--- SHORT PROBLEM 1 ---
Repeat the passage from the Kanye West interview piece word for word, starting at "In one of the" and ending at "in that way?".

--- EXCERPTED TEXT ---
Kanye West is On Fire for Interview Magazine [Photos] | lovebscott.com

Kanye West is On Fire for Interview Magazine [Photos]

kanye19n-1-web

In one of the most bizarre-yet-intriguing photo editorials we’ve seen in quite some time, Kanye West goes shirtless and totally flammable for Interview magazine.

For the February issue, Kanye sat down with ’12 Years A Slave’ director Steve McQueen for the cover story. They discussed the Grammys, fatherhood, Kanye’s 2002 accident, his ‘sonic paintings’ and the ‘Bound 2′ video.

Check out a few excerpts below.

STEVE MCQUEEN: It’s hard to make beauty. People often try, and more often than not, everything starts to feel sort of cheap or kitsch. But you express yourself in a way that’s beautiful. You can sing from the heart and have it connect and translate, which is a huge thing for an artist to be able to do. So my first question is: How do you do that? How do you communicate in that way?

KANYE WEST: I just close my eyes and act like I’m a 3-year-old. [laughs] I try to get as close to a childlike level as possible because we were all artists back then. So you just close your eyes and think back to when you were as young as you can remember and had the least barriers to your creativity.

MCQUEEN: Let’s go deep very quickly then: Talk to me about who you were and who you’ve become—both before and after your accident, the car crash. Who are those two people, Kanye before and Kanye after? Are they different people? Was there a seismic change in who you were after you nearly lost your life?

WEST: I think I started to approach time in a different way after the accident. Before I was more willing to give my time to people and things that I wasn’t as interested in because somehow I allowed myself to be brainwashed into being forced to work with other people or on other projects that I had no interest in. So simply, the accident gave me the opportunity to do what I really wanted to do. I was a music producer, and everyone was telling me that I had no business becoming a rapper, so it gave me the opportunity to tell everyone, “Hey, I need some time to recover.” But during that recovery period, I just spent all my time honing my craft and making The College Dropout. Without that period, there would have been so many phone calls and so many people putting pressure on me from every direction—so many people I somehow owed something to—and I would have never had the time to do what I wanted to.

MCQUEEN: So basically, it allowed you to focus, and you realized at a certain point that it was now or never—and that you had to do it now.

WEST: Yes. It gave me perspective on life—that it was really now or 100 percent never. I think that people don’t make the most of their lives. So, you know, for me, right now it seems like it’s the beginning of me rattling the cage, of making some people nervous. And people are strategically trying to do things to mute my voice in some way or make me look like I’m a lunatic or pinpoint the inaccuracies in my grammar to somehow take away from the overall message of what I’m saying …

MCQUEEN: Well, unfortunately, that is indicative of what a lot of black performers and leaders have had to go through. People will often try to undermine them in a way to take away their power. You know, when I saw you perform, I was like, “This guy is gonna die on stage.” When I saw you play, it felt like that—like it could be the last performance that you give. There’s an incredible intensity to your performances.

[Collected data entries]

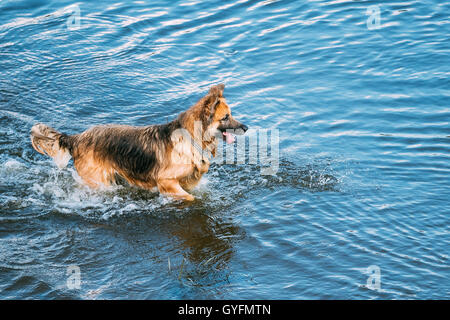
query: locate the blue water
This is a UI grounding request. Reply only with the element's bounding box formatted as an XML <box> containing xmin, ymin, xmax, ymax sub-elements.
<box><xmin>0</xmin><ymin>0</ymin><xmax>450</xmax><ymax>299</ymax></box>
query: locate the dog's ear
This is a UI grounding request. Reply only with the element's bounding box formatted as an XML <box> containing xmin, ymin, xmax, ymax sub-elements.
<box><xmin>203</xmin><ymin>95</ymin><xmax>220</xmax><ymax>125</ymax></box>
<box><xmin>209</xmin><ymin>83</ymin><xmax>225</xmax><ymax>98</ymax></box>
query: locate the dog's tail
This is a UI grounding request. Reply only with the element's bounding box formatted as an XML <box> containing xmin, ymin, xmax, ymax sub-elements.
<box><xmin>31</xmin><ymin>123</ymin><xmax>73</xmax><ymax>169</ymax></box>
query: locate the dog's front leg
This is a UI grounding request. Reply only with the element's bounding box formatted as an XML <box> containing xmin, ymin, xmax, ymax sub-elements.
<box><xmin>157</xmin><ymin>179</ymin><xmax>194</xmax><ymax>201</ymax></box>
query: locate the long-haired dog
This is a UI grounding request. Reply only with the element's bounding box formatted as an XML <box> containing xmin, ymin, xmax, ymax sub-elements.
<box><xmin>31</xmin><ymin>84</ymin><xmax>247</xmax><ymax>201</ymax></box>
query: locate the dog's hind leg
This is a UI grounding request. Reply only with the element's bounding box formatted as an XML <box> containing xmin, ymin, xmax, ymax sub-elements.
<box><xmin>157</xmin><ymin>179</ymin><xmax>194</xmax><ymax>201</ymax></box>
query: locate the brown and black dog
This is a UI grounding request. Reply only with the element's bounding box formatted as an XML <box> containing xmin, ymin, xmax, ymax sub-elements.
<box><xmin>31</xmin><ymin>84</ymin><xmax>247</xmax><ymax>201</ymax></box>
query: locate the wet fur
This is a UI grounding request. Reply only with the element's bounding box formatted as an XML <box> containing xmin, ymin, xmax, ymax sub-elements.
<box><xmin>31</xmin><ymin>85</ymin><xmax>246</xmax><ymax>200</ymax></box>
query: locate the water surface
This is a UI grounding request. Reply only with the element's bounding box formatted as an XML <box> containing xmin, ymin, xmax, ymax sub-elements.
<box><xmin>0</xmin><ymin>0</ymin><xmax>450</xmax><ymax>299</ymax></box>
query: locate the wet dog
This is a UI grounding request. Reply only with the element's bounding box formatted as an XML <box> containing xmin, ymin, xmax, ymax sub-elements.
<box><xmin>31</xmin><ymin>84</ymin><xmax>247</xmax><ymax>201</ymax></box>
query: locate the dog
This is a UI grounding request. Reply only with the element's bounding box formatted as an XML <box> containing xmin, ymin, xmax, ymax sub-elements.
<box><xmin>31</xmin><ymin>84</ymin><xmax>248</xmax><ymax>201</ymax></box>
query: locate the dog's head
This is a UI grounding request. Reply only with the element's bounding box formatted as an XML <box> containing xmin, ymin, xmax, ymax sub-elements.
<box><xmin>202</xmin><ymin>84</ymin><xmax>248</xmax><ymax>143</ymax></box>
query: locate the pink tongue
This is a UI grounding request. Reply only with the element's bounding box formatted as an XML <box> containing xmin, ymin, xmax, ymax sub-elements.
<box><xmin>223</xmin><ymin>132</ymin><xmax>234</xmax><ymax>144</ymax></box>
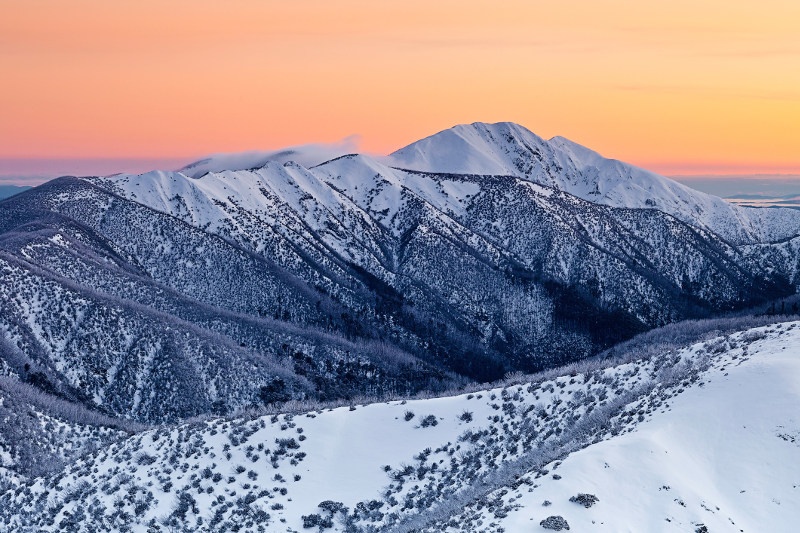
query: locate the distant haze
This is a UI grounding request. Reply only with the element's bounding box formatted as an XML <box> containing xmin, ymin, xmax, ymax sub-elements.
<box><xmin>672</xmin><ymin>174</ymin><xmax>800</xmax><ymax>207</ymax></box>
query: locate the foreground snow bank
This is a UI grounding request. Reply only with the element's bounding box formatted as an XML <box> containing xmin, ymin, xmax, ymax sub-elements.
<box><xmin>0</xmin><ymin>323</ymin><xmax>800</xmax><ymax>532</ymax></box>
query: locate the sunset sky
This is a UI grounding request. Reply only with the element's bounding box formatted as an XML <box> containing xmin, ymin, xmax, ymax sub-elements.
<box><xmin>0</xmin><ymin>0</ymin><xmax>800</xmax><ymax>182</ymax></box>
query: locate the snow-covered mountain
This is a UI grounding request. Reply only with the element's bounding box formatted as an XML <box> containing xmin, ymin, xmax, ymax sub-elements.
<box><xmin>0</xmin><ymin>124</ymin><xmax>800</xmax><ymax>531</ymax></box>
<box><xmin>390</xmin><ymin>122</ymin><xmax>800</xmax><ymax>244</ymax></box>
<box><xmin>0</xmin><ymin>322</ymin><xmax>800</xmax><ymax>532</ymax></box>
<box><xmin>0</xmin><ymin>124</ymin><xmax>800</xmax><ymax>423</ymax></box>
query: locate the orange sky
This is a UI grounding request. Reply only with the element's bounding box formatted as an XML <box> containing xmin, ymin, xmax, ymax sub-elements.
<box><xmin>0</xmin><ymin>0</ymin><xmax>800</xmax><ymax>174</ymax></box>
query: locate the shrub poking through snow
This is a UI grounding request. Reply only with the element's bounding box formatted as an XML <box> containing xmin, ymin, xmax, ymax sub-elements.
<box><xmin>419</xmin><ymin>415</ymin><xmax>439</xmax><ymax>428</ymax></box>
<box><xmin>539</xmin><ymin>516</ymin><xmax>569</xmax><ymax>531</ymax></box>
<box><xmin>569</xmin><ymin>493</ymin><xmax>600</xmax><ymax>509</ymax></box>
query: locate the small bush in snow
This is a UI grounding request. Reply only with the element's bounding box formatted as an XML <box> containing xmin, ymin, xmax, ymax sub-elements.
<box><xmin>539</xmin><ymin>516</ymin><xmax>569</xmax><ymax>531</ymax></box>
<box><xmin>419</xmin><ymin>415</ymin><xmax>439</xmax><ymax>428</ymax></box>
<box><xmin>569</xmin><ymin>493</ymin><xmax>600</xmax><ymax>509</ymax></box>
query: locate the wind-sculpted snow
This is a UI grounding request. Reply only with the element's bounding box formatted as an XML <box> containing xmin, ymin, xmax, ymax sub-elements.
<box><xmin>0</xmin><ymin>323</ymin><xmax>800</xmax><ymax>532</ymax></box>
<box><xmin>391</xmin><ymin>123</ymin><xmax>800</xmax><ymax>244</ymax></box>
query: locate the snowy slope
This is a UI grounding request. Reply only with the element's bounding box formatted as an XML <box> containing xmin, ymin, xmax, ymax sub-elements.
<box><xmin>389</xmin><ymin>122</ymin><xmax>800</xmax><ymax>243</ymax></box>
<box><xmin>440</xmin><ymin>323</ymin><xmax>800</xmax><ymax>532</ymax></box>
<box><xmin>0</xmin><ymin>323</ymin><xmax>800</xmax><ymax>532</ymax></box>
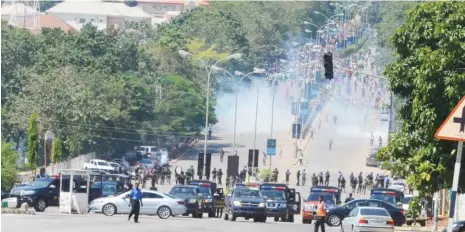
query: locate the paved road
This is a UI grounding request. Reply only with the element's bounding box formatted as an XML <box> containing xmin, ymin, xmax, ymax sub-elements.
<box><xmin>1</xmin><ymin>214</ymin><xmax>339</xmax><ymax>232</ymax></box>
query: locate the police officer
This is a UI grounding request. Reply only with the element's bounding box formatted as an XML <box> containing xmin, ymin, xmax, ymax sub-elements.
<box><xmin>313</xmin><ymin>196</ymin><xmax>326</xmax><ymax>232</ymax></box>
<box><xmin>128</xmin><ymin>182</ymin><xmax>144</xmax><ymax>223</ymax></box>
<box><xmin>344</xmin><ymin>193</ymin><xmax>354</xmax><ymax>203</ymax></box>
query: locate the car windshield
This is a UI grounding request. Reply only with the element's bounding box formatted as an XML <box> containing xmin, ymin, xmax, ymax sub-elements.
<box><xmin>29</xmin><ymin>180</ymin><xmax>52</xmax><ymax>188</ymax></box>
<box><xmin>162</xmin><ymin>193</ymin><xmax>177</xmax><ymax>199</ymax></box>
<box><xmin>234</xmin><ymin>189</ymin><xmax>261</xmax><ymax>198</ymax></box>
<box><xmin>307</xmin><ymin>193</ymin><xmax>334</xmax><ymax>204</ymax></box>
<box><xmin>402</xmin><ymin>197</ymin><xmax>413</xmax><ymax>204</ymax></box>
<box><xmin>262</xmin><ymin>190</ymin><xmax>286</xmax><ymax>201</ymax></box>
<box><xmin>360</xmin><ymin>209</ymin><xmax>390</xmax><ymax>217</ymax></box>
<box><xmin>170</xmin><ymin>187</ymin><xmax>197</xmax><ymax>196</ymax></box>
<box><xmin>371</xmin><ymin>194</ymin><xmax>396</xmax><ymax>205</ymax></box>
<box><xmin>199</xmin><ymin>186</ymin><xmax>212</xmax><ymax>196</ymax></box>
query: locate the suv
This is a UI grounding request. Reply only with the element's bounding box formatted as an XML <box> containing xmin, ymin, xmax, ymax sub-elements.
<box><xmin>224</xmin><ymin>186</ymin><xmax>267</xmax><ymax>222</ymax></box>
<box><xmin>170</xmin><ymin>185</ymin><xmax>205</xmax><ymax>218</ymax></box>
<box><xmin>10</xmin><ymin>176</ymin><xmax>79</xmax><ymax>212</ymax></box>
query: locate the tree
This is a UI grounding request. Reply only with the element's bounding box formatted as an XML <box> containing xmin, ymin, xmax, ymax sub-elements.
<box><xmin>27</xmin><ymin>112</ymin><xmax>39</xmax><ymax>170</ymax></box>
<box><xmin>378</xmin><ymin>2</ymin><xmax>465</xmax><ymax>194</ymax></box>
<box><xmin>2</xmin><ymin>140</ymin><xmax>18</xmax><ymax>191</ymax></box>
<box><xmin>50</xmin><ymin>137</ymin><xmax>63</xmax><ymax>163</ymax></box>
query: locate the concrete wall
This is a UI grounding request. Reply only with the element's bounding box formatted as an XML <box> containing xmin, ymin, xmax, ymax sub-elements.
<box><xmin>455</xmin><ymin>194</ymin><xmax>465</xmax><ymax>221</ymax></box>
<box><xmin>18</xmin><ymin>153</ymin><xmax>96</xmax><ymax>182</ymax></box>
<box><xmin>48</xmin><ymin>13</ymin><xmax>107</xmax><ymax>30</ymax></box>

--- SHORT PROBLEM 2 ---
Show each line of the entries above that contains the word "water".

--- EXERCISE RESPONSE 1 ---
In one of the most bizarre-yet-intriguing photo editorials we’ve seen in quite some time, Kanye West goes shirtless and totally flammable for Interview magazine.

For the February issue, Kanye sat down with ’12 Years A Slave’ director Steve McQueen for the cover story. They discussed the Grammys, fatherhood, Kanye’s 2002 accident, his ‘sonic paintings’ and the ‘Bound 2′ video.

Check out a few excerpts below.

STEVE MCQUEEN: It’s hard to make beauty. People often try, and more often than not, everything starts to feel sort of cheap or kitsch. But you express yourself in a way that’s beautiful. You can sing from the heart and have it connect and translate, which is a huge thing for an artist to be able to do. So my first question is: How do you do that? How do you communicate in that way?

--- EXERCISE RESPONSE 2 ---
query: locate the blue water
query: locate the water surface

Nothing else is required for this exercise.